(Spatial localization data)
BEGIN

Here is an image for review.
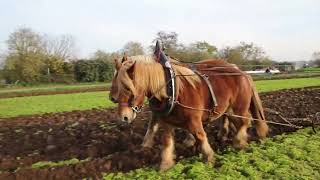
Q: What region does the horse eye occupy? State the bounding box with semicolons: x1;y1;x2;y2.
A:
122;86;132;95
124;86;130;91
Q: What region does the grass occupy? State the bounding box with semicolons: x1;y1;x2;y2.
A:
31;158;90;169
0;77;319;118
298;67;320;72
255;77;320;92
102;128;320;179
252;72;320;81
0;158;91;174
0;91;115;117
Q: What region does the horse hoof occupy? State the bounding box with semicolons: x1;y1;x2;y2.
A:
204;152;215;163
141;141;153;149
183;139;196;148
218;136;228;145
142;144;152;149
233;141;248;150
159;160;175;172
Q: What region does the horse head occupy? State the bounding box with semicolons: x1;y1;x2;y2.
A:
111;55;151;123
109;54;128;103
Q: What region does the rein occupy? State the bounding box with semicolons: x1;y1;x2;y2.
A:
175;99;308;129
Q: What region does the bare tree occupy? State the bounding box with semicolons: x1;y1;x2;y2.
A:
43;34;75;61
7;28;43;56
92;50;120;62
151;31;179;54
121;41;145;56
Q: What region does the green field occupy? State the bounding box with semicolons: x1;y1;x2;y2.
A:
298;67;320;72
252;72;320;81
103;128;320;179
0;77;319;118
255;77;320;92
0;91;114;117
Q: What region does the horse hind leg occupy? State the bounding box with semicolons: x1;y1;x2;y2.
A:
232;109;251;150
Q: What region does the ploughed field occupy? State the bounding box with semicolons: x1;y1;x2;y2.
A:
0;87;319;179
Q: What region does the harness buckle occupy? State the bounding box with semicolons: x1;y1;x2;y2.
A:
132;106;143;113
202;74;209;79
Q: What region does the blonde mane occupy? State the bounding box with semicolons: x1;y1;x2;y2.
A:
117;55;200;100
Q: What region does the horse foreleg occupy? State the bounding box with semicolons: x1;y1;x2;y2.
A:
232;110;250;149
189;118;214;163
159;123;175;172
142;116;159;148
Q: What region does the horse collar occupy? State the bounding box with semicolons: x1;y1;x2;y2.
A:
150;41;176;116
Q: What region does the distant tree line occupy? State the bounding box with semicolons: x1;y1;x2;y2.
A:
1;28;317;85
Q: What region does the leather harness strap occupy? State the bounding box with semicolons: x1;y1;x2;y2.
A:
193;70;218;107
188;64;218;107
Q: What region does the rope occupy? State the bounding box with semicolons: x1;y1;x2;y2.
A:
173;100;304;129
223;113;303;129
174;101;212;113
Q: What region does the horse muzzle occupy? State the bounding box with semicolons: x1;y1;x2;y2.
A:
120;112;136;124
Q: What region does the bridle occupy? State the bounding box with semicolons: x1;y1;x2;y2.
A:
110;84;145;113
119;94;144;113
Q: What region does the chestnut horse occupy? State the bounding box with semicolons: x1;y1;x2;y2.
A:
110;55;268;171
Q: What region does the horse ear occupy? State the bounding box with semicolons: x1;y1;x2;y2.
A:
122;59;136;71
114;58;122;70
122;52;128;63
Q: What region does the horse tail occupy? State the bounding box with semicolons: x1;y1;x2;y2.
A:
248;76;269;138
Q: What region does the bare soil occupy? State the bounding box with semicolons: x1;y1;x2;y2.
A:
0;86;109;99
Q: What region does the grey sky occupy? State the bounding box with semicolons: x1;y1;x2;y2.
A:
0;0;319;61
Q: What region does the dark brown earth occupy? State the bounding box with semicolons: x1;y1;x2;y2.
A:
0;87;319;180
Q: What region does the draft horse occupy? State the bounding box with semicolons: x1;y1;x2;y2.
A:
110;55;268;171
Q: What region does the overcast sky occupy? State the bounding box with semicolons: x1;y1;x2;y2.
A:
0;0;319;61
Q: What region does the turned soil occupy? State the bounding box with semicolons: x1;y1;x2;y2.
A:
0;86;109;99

END
BEGIN

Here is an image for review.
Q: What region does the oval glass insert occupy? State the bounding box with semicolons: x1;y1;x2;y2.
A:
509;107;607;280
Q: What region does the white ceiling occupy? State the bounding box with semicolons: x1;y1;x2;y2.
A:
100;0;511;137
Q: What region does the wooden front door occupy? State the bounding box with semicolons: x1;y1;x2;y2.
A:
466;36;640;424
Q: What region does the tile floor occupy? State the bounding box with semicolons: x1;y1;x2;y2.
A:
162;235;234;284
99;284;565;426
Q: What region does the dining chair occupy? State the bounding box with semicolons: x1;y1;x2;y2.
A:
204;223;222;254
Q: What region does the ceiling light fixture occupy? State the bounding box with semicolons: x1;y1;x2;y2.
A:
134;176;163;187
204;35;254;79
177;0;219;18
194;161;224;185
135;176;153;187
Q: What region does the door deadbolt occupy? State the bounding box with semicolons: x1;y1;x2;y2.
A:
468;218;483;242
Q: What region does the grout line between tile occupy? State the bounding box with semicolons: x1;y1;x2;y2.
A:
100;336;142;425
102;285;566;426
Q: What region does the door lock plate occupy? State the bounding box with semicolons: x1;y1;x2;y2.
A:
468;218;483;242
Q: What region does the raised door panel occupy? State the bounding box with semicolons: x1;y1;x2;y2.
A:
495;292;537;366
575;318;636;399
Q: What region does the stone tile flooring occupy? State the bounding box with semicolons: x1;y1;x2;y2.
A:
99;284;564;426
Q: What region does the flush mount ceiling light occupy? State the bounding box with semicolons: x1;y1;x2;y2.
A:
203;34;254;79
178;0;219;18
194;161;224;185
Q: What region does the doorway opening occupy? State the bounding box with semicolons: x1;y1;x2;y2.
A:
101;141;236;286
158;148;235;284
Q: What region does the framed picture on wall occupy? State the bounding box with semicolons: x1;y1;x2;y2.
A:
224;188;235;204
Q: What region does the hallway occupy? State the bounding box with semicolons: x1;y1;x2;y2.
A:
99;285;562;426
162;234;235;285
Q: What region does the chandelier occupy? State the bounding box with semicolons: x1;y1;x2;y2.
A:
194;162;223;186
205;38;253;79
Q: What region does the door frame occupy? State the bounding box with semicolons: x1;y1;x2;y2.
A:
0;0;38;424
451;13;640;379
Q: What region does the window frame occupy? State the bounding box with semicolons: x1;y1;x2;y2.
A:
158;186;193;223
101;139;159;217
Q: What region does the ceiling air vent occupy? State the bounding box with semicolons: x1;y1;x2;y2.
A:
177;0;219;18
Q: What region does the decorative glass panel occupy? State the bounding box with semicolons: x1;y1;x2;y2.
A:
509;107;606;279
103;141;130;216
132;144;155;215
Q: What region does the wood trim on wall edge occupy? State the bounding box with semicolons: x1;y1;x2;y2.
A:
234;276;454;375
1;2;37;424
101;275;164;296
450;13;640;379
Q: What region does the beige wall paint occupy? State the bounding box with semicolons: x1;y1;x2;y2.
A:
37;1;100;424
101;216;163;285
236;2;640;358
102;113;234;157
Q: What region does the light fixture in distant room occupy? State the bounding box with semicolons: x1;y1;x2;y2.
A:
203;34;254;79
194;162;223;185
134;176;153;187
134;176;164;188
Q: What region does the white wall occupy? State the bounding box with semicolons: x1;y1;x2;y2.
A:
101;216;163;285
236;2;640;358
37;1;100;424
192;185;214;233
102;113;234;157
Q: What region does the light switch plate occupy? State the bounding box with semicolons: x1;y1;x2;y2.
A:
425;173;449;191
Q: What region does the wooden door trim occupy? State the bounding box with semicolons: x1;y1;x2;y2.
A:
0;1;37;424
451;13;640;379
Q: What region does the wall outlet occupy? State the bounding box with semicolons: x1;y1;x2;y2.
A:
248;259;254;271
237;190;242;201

END
BEGIN

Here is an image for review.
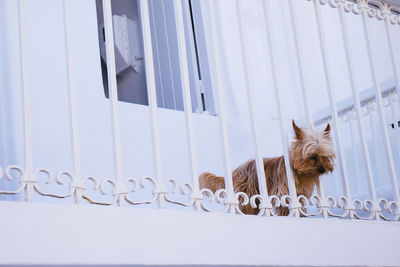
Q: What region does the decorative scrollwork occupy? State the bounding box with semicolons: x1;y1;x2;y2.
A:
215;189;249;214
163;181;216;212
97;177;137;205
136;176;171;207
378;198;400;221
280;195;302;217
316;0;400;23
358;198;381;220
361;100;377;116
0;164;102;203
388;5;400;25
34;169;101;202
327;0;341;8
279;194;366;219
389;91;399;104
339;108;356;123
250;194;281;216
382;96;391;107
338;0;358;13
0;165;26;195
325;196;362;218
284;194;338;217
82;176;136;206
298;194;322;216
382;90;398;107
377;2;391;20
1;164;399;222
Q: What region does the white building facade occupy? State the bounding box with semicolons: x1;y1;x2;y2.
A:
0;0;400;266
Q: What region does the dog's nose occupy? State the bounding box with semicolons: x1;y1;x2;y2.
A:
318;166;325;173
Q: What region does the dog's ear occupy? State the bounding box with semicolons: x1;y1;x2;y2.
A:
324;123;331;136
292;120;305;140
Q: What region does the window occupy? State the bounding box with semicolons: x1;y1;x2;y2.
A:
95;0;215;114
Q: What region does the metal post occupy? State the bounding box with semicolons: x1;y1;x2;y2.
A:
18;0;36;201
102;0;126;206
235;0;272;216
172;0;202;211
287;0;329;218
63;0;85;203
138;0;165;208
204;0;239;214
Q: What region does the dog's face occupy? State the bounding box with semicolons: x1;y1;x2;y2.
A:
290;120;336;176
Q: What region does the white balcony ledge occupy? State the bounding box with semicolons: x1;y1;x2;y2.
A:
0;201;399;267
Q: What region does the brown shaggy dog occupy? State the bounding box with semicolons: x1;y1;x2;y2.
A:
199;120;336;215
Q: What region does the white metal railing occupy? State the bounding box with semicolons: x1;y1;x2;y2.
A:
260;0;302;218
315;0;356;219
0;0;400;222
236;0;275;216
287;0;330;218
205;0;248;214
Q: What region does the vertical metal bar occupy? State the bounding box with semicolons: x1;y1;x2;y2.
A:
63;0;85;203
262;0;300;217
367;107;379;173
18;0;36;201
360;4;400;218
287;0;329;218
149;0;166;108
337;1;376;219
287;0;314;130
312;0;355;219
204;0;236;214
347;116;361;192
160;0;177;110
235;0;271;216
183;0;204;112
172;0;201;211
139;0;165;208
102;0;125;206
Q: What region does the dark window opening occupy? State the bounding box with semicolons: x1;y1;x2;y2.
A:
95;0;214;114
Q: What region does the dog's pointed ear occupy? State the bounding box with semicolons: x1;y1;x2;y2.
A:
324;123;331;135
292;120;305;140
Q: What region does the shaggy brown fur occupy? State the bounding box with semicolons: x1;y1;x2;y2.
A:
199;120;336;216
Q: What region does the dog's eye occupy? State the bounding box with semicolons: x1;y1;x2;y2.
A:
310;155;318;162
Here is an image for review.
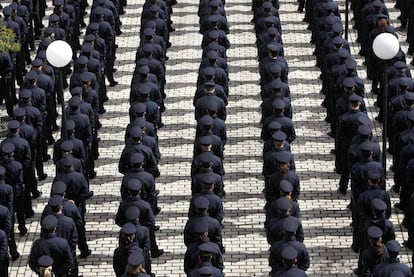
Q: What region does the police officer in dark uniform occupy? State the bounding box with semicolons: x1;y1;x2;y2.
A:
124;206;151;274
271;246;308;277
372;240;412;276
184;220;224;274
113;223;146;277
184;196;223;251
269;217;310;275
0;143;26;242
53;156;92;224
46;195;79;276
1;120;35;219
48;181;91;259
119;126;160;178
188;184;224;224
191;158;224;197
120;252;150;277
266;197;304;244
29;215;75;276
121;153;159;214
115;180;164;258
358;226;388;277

END

Your objective: The answer is every line in the data where the word "wall" appears.

Answer box:
Q: What region does the framed picture on wall occupy? State the bounding box with semicolons: x1;y1;x2;y2.
Q: What region does the wood trim on wall edge occupy? State the bounding box with semicolons: x1;y1;x2;y2.
Q: What region does the beige wall paint occupy? State the bounding box with semicolons: x1;y1;x2;y2.
Q: What region does the white wall occupy? State the bounding box with semicolons: x1;y1;x2;y2.
Q: What region does the wall outlet occupy? State the bounding box with semicolons: x1;y1;x2;y2.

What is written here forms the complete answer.